* [Task instructions]: Below is a listing; reproduce each line of it exactly.
─── Data shown
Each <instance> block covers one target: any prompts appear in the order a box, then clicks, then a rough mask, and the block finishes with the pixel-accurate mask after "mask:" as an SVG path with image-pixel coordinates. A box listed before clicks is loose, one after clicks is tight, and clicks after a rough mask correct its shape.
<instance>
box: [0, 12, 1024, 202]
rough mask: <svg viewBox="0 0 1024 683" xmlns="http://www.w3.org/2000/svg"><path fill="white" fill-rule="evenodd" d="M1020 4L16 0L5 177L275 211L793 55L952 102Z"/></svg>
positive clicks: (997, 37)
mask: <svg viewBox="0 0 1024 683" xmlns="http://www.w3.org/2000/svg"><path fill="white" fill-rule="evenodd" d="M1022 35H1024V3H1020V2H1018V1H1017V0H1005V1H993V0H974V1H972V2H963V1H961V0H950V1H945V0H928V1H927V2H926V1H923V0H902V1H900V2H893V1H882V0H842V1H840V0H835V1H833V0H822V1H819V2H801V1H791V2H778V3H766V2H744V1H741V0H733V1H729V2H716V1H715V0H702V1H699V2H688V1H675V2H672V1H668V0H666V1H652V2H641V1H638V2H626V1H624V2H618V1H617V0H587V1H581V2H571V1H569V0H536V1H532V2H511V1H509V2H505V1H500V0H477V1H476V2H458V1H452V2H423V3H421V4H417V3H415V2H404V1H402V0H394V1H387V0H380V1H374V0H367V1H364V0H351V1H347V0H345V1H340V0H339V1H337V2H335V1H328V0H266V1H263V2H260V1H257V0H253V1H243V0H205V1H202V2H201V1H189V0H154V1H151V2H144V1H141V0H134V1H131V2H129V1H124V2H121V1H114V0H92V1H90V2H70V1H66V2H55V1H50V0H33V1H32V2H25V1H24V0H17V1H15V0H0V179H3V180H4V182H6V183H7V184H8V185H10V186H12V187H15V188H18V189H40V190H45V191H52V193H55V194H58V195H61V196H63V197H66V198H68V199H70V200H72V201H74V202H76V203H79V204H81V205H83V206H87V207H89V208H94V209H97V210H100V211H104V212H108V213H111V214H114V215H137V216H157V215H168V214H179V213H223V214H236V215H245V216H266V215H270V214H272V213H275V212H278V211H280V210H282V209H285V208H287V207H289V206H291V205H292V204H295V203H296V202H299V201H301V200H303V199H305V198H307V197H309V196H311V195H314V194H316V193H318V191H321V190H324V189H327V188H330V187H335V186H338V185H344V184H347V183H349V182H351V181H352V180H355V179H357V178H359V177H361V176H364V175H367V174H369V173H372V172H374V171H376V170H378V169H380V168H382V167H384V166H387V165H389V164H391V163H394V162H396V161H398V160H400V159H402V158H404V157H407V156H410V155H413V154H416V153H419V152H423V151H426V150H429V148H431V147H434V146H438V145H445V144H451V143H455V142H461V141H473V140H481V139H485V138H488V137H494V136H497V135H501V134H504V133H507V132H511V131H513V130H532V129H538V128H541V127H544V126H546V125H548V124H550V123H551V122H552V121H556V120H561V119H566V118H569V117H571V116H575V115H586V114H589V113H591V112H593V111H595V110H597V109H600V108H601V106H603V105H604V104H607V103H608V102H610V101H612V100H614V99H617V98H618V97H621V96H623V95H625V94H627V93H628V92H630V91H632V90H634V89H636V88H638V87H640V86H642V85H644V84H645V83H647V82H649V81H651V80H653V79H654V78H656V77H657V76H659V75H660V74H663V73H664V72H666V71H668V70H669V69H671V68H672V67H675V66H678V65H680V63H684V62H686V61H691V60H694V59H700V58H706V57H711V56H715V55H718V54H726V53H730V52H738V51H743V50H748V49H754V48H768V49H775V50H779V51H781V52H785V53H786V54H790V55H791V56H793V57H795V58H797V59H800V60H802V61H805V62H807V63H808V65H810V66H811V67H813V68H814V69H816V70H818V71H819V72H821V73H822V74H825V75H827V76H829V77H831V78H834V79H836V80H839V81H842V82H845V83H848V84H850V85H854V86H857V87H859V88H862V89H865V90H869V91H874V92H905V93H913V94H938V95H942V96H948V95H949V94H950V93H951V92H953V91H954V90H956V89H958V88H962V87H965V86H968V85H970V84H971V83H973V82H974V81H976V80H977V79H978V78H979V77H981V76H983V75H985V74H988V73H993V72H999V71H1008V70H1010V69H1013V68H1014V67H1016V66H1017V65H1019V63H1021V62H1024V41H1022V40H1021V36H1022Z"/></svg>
──────
* [Reply to the task]:
Each <instance> block covers one target: any prompts appear in the order a box, then clicks, then a rough mask, and the block finishes with the pixel-accurate mask after "mask:" as an SVG path with image-pixel coordinates. A box listed before clicks is loose, one after clicks is tight, and clicks after a rough mask correct its shape.
<instance>
box: [0, 12, 1024, 202]
rough mask: <svg viewBox="0 0 1024 683" xmlns="http://www.w3.org/2000/svg"><path fill="white" fill-rule="evenodd" d="M1020 4L16 0L5 177L275 211L793 55L952 102Z"/></svg>
positive clicks: (997, 37)
mask: <svg viewBox="0 0 1024 683" xmlns="http://www.w3.org/2000/svg"><path fill="white" fill-rule="evenodd" d="M1022 35H1024V3H1020V2H1018V1H1017V0H1005V1H993V0H974V1H972V2H963V1H961V0H950V1H945V0H928V1H927V2H926V1H923V0H902V1H900V2H893V1H882V0H842V1H840V0H835V1H833V0H822V1H819V2H801V1H791V2H778V3H766V2H744V1H741V0H733V1H729V2H716V1H715V0H702V1H699V2H688V1H675V2H672V1H668V0H666V1H652V2H641V1H638V2H626V1H624V2H618V1H617V0H587V1H581V2H571V1H569V0H536V1H532V2H511V1H509V2H505V1H500V0H477V1H476V2H458V1H452V2H423V3H421V4H417V3H415V2H404V1H402V0H394V1H387V0H380V1H374V0H367V1H364V0H351V1H347V0H345V1H340V0H339V1H337V2H335V1H328V0H266V1H263V2H260V1H257V0H253V1H243V0H205V1H202V2H201V1H189V0H154V1H151V2H144V1H141V0H134V1H131V2H129V1H124V2H121V1H114V0H92V1H90V2H70V1H66V2H55V1H50V0H33V1H32V2H25V1H24V0H17V1H15V0H0V179H3V180H4V182H6V183H7V184H8V185H10V186H12V187H15V188H18V189H40V190H45V191H52V193H55V194H58V195H61V196H63V197H66V198H68V199H70V200H72V201H74V202H76V203H79V204H81V205H83V206H87V207H89V208H94V209H97V210H100V211H104V212H108V213H111V214H114V215H137V216H157V215H168V214H179V213H223V214H236V215H245V216H266V215H270V214H272V213H275V212H278V211H280V210H282V209H285V208H287V207H289V206H291V205H292V204H295V203H296V202H299V201H301V200H303V199H305V198H307V197H309V196H311V195H314V194H316V193H318V191H321V190H324V189H327V188H330V187H335V186H338V185H344V184H347V183H349V182H351V181H352V180H355V179H357V178H359V177H361V176H364V175H367V174H369V173H372V172H374V171H376V170H378V169H380V168H382V167H384V166H387V165H389V164H391V163H394V162H396V161H398V160H400V159H402V158H404V157H407V156H410V155H413V154H416V153H419V152H423V151H426V150H429V148H431V147H434V146H438V145H445V144H451V143H455V142H461V141H473V140H481V139H485V138H488V137H494V136H497V135H501V134H504V133H507V132H511V131H513V130H532V129H538V128H541V127H544V126H546V125H548V124H550V123H551V122H552V121H556V120H561V119H566V118H569V117H571V116H575V115H586V114H589V113H591V112H593V111H595V110H597V109H600V108H601V106H603V105H604V104H607V103H608V102H610V101H612V100H614V99H617V98H618V97H621V96H623V95H625V94H627V93H628V92H630V91H632V90H634V89H636V88H638V87H640V86H642V85H644V84H645V83H647V82H649V81H651V80H653V79H654V78H656V77H657V76H659V75H660V74H663V73H664V72H666V71H668V70H669V69H671V68H672V67H675V66H678V65H680V63H684V62H686V61H691V60H694V59H700V58H706V57H711V56H715V55H718V54H726V53H730V52H738V51H743V50H748V49H754V48H768V49H775V50H779V51H781V52H785V53H786V54H790V55H791V56H793V57H795V58H797V59H800V60H802V61H805V62H807V63H808V65H810V66H811V67H813V68H814V69H816V70H818V71H819V72H821V73H822V74H825V75H827V76H829V77H831V78H834V79H836V80H839V81H842V82H845V83H848V84H850V85H854V86H857V87H859V88H862V89H865V90H869V91H874V92H905V93H913V94H938V95H942V96H948V95H949V94H950V93H951V92H953V91H954V90H956V89H958V88H962V87H965V86H968V85H970V84H971V83H973V82H974V81H976V80H977V79H978V78H979V77H981V76H983V75H985V74H988V73H993V72H999V71H1008V70H1010V69H1013V68H1014V67H1016V66H1017V65H1019V63H1021V62H1024V41H1022V40H1021V36H1022Z"/></svg>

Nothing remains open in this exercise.